> Photo-based referring expression data
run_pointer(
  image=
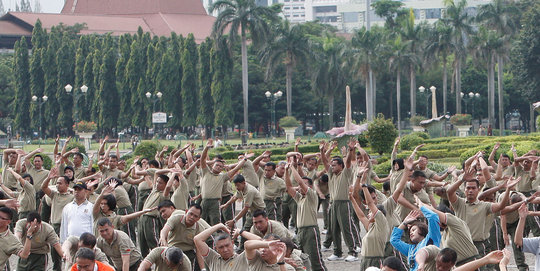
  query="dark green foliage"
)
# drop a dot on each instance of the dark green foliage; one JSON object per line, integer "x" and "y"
{"x": 381, "y": 134}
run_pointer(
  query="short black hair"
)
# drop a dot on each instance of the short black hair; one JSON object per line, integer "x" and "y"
{"x": 166, "y": 203}
{"x": 260, "y": 212}
{"x": 85, "y": 253}
{"x": 104, "y": 221}
{"x": 239, "y": 179}
{"x": 33, "y": 216}
{"x": 270, "y": 164}
{"x": 448, "y": 255}
{"x": 111, "y": 201}
{"x": 88, "y": 239}
{"x": 7, "y": 211}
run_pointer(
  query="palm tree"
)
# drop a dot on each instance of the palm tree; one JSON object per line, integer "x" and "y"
{"x": 440, "y": 44}
{"x": 241, "y": 17}
{"x": 399, "y": 57}
{"x": 290, "y": 43}
{"x": 457, "y": 17}
{"x": 329, "y": 76}
{"x": 366, "y": 44}
{"x": 497, "y": 16}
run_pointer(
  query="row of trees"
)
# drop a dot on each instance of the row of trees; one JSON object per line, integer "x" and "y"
{"x": 207, "y": 84}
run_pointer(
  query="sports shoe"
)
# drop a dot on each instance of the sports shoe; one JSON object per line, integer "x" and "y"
{"x": 334, "y": 258}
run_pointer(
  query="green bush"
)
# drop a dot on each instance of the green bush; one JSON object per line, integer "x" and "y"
{"x": 147, "y": 149}
{"x": 409, "y": 142}
{"x": 381, "y": 134}
{"x": 75, "y": 144}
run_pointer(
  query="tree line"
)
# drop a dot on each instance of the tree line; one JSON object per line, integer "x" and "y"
{"x": 209, "y": 83}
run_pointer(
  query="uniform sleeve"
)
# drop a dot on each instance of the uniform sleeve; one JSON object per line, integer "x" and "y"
{"x": 530, "y": 245}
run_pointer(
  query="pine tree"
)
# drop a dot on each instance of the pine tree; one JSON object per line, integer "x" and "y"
{"x": 189, "y": 82}
{"x": 206, "y": 105}
{"x": 22, "y": 87}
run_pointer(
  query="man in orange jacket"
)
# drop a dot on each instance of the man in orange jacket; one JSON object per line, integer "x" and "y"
{"x": 85, "y": 260}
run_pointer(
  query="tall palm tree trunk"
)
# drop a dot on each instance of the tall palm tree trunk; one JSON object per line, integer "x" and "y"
{"x": 413, "y": 91}
{"x": 398, "y": 99}
{"x": 245, "y": 80}
{"x": 500, "y": 78}
{"x": 289, "y": 88}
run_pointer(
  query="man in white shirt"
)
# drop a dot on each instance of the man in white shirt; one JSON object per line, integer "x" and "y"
{"x": 77, "y": 215}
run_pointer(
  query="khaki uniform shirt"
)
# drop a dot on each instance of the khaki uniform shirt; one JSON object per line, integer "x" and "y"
{"x": 157, "y": 257}
{"x": 212, "y": 184}
{"x": 38, "y": 175}
{"x": 458, "y": 237}
{"x": 237, "y": 262}
{"x": 248, "y": 171}
{"x": 272, "y": 188}
{"x": 251, "y": 198}
{"x": 41, "y": 240}
{"x": 306, "y": 214}
{"x": 74, "y": 240}
{"x": 58, "y": 202}
{"x": 274, "y": 227}
{"x": 120, "y": 245}
{"x": 374, "y": 242}
{"x": 474, "y": 214}
{"x": 10, "y": 245}
{"x": 339, "y": 184}
{"x": 27, "y": 198}
{"x": 258, "y": 264}
{"x": 180, "y": 235}
{"x": 180, "y": 195}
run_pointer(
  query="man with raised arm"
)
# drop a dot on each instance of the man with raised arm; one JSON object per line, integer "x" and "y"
{"x": 212, "y": 184}
{"x": 307, "y": 200}
{"x": 473, "y": 211}
{"x": 340, "y": 177}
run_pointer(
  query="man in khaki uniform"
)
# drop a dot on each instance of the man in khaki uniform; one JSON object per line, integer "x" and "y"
{"x": 166, "y": 258}
{"x": 212, "y": 181}
{"x": 272, "y": 187}
{"x": 263, "y": 226}
{"x": 10, "y": 244}
{"x": 340, "y": 177}
{"x": 473, "y": 211}
{"x": 224, "y": 257}
{"x": 42, "y": 240}
{"x": 59, "y": 199}
{"x": 306, "y": 218}
{"x": 118, "y": 246}
{"x": 432, "y": 258}
{"x": 180, "y": 230}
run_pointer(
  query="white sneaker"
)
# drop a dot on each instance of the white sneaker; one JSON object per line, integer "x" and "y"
{"x": 323, "y": 249}
{"x": 334, "y": 258}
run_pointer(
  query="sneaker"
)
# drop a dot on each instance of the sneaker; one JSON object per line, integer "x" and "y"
{"x": 334, "y": 258}
{"x": 324, "y": 249}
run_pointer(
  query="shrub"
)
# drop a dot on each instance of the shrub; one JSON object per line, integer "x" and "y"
{"x": 410, "y": 141}
{"x": 75, "y": 144}
{"x": 461, "y": 119}
{"x": 147, "y": 149}
{"x": 288, "y": 121}
{"x": 381, "y": 134}
{"x": 415, "y": 121}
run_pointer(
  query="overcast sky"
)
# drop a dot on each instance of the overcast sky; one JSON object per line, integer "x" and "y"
{"x": 48, "y": 6}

> Instructions to follow
Leave every image out and retype the entries above word for word.

> Answer to this task
run_pointer(
  image=
  query="dark green foliage"
)
# drop a dot on each instance of the dark green foliage; one JSON object per line, integer "x" and "y"
{"x": 381, "y": 134}
run_pointer(
  query="short black hair"
)
# drop a dot on each instance of the short black hair; one JSON object per line, integer "x" and "y"
{"x": 166, "y": 203}
{"x": 260, "y": 212}
{"x": 85, "y": 253}
{"x": 104, "y": 221}
{"x": 239, "y": 179}
{"x": 33, "y": 216}
{"x": 270, "y": 164}
{"x": 448, "y": 255}
{"x": 111, "y": 201}
{"x": 88, "y": 239}
{"x": 7, "y": 211}
run_pointer(
  query="palm tree"
)
# drop a dot on each instance of the palm tree; one JSON object per line, integer "x" and "y"
{"x": 440, "y": 44}
{"x": 241, "y": 17}
{"x": 399, "y": 57}
{"x": 290, "y": 43}
{"x": 457, "y": 17}
{"x": 329, "y": 76}
{"x": 366, "y": 44}
{"x": 497, "y": 16}
run_pointer(
  query="row of trees"
)
# drop a dot on each instance of the row of trees; one JSON object per line, integer "x" and "y"
{"x": 207, "y": 84}
run_pointer(
  query="sports shoe"
)
# drop a dot on each instance of the sports shoe; one JSON object per line, integer "x" and "y"
{"x": 334, "y": 258}
run_pointer(
  query="green bush"
)
# drop a dot on each instance of the green bush; one JSON object per line, integer "x" and "y"
{"x": 147, "y": 149}
{"x": 409, "y": 142}
{"x": 381, "y": 134}
{"x": 75, "y": 144}
run_pointer(
  query="tree line"
)
# drop a dot on each instance of the tree line; one JSON object per line, integer "x" and "y"
{"x": 209, "y": 83}
run_pointer(
  query="uniform sleeve"
)
# drop a dot on each instance of the uniform sleeve; one JSON object per line, integer "x" and "y"
{"x": 530, "y": 245}
run_pointer(
  query="pine tree"
)
# drop a dot on each instance of the pine tree; one JSON object per line, integer "x" and "y"
{"x": 189, "y": 82}
{"x": 206, "y": 105}
{"x": 22, "y": 87}
run_pointer(
  query="man in orange jacket"
)
# drop a dot on each instance of the man in orange jacket; one JSON object per line, integer "x" and "y"
{"x": 85, "y": 260}
run_pointer(
  query="tall palm tree trunk"
)
# drop a dot on each instance of the tall palm tree trunk; one JSON object per line, integer "x" and "y"
{"x": 413, "y": 91}
{"x": 398, "y": 99}
{"x": 245, "y": 80}
{"x": 500, "y": 78}
{"x": 289, "y": 88}
run_pointer(
  query="man in white shirt"
)
# drop a dot on each instance of the man in white shirt; one JSON object per line, integer "x" and "y"
{"x": 77, "y": 215}
run_pointer(
  query="khaki uniform shirt"
)
# drop a dot on each instance of the khaki uniform shirt; one JSON object per line, integer "x" and "y"
{"x": 157, "y": 257}
{"x": 212, "y": 184}
{"x": 38, "y": 175}
{"x": 458, "y": 237}
{"x": 237, "y": 262}
{"x": 248, "y": 171}
{"x": 272, "y": 188}
{"x": 251, "y": 198}
{"x": 41, "y": 240}
{"x": 306, "y": 214}
{"x": 74, "y": 240}
{"x": 58, "y": 202}
{"x": 274, "y": 227}
{"x": 120, "y": 245}
{"x": 374, "y": 242}
{"x": 474, "y": 214}
{"x": 10, "y": 245}
{"x": 339, "y": 184}
{"x": 27, "y": 198}
{"x": 258, "y": 264}
{"x": 180, "y": 235}
{"x": 180, "y": 195}
run_pointer(
  query="man with raised arm"
)
# drop a dot on each instance of the man with raised arm; one JSON object per line, integer "x" and "y"
{"x": 212, "y": 184}
{"x": 307, "y": 200}
{"x": 473, "y": 211}
{"x": 340, "y": 177}
run_pointer(
  query="man in khaki uniform"
)
# drop a dot on each instance of the man in khaki uniform; one JSON object per line, integer "x" and "y"
{"x": 166, "y": 258}
{"x": 212, "y": 181}
{"x": 272, "y": 187}
{"x": 263, "y": 226}
{"x": 10, "y": 244}
{"x": 340, "y": 177}
{"x": 473, "y": 211}
{"x": 224, "y": 257}
{"x": 42, "y": 240}
{"x": 59, "y": 199}
{"x": 306, "y": 218}
{"x": 118, "y": 246}
{"x": 432, "y": 258}
{"x": 180, "y": 230}
run_pointer(
  query="white sneaker"
)
# drop a dot on each instance of the white sneaker; one JSON object per line, integer "x" and "y"
{"x": 323, "y": 249}
{"x": 334, "y": 258}
run_pointer(
  query="sneaker"
)
# drop a dot on each instance of the sneaker; one JSON object per line, integer "x" and "y"
{"x": 334, "y": 258}
{"x": 324, "y": 249}
run_pointer(
  query="shrub"
)
# drop a dot on each instance of the shrub; one JSON object per line, integer "x" and "y"
{"x": 410, "y": 141}
{"x": 75, "y": 144}
{"x": 461, "y": 119}
{"x": 147, "y": 149}
{"x": 288, "y": 121}
{"x": 381, "y": 134}
{"x": 415, "y": 121}
run_pointer(
  query="overcast sky"
)
# drop a dot on each instance of the overcast sky; one JSON object per line, integer "x" and "y"
{"x": 48, "y": 6}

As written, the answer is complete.